PASSAGE
──────────────────────────────

Il y a cent ans, le 1er mai 1916, en pleine guerre, une manifestation ouvrière fut organisée à Berlin, pour dénoncer le massacre et affirmer que l’idéal socialiste était toujours vivant. En effet, quand la guerre avait été déclarée en août 1914, les dirigeants des deux grands partis ouvriers socialistes allemand et français s’étaient ralliés à l’union sacrée derrière leur gouvernement respectif. Du jour au lendemain, ils avaient livré travailleurs et militants à la pression de la vague chauvine, et aux appareils militaires qui les envoyèrent s’entretuer sur les champs de bataille.
En Allemagne, seul un petit nombre de militants avaient refusé cette capitulation, parmi lesquels Rosa Luxemburg et Karl Liebknecht, seul député, en décembre 1914, à refuser de voter les crédits militaires. Mais la réalité sordide de la guerre et ses conséquences pour la population ont ensuite commencé à modifier en profondeur l’opinion ouvrière. Malgré la censure, et la propagande, des manifestations contre la cherté de la vie éclatèrent à la fin de l’année 1915.
Fin avril 1916, Liebknecht et ses camarades diffusèrent des tracts appelant à manifester : « Travailleurs, camarades, femmes du peuple, ne laissez pas passer ce deuxième Premier Mai de la guerre mondiale sans en faire une manifestation du socialisme international, une protestation contre le massacre impérialiste ! En ce premier mai, nous tendrons par-dessus les frontières et les champs de bataille une main fraternelle au peuple de France, de Belgique, de Russie, d’Angleterre, de Serbie, du monde entier… »

──────────────────────────────

DONNÉES ENREGISTRÉES
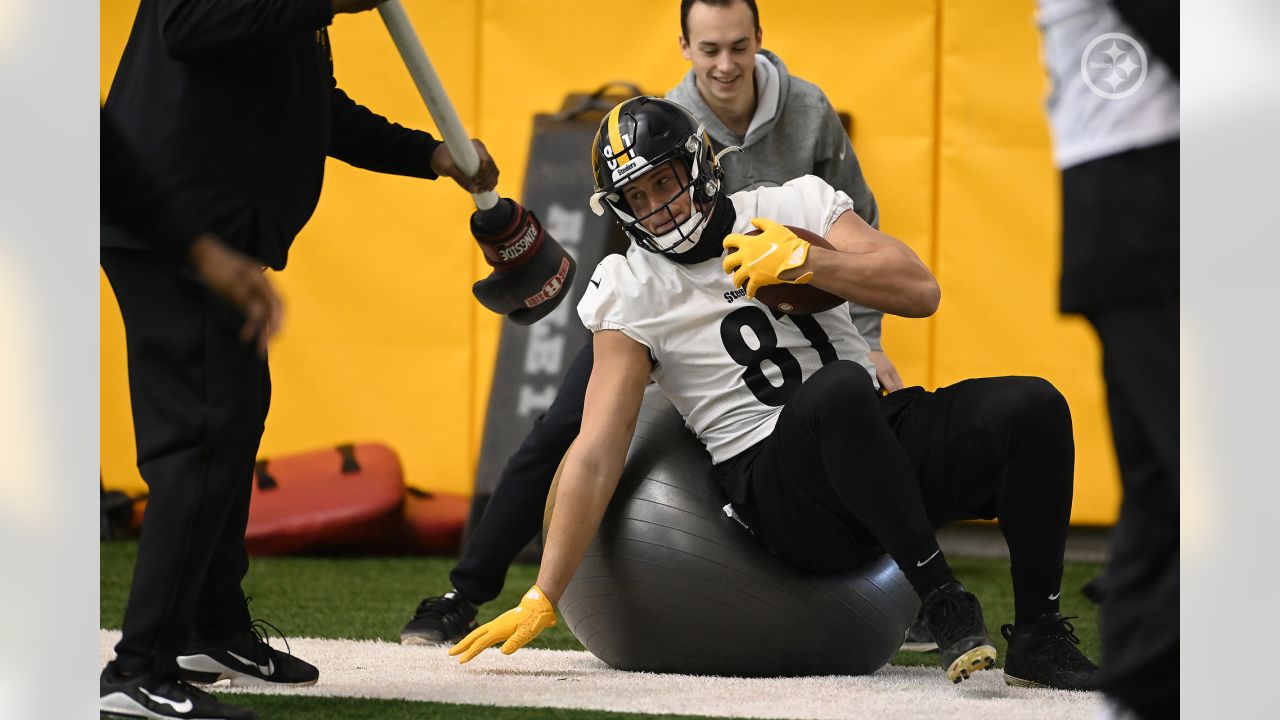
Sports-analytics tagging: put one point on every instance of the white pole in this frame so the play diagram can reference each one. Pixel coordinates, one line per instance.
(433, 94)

──────────────────────────────

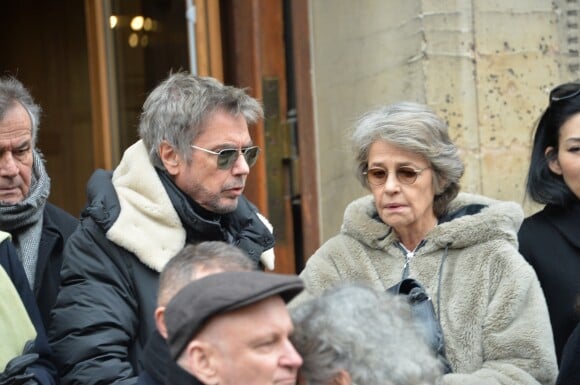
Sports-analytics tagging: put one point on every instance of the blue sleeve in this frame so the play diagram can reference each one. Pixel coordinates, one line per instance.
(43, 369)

──────────────────────────────

ÉNONCÉ
D'après le passage sur le 1er mai 1916 à Berlin, quel député a été le seul à refuser de voter les crédits militaires en décembre 1914 ?

RÉPONSE
Karl Liebknecht.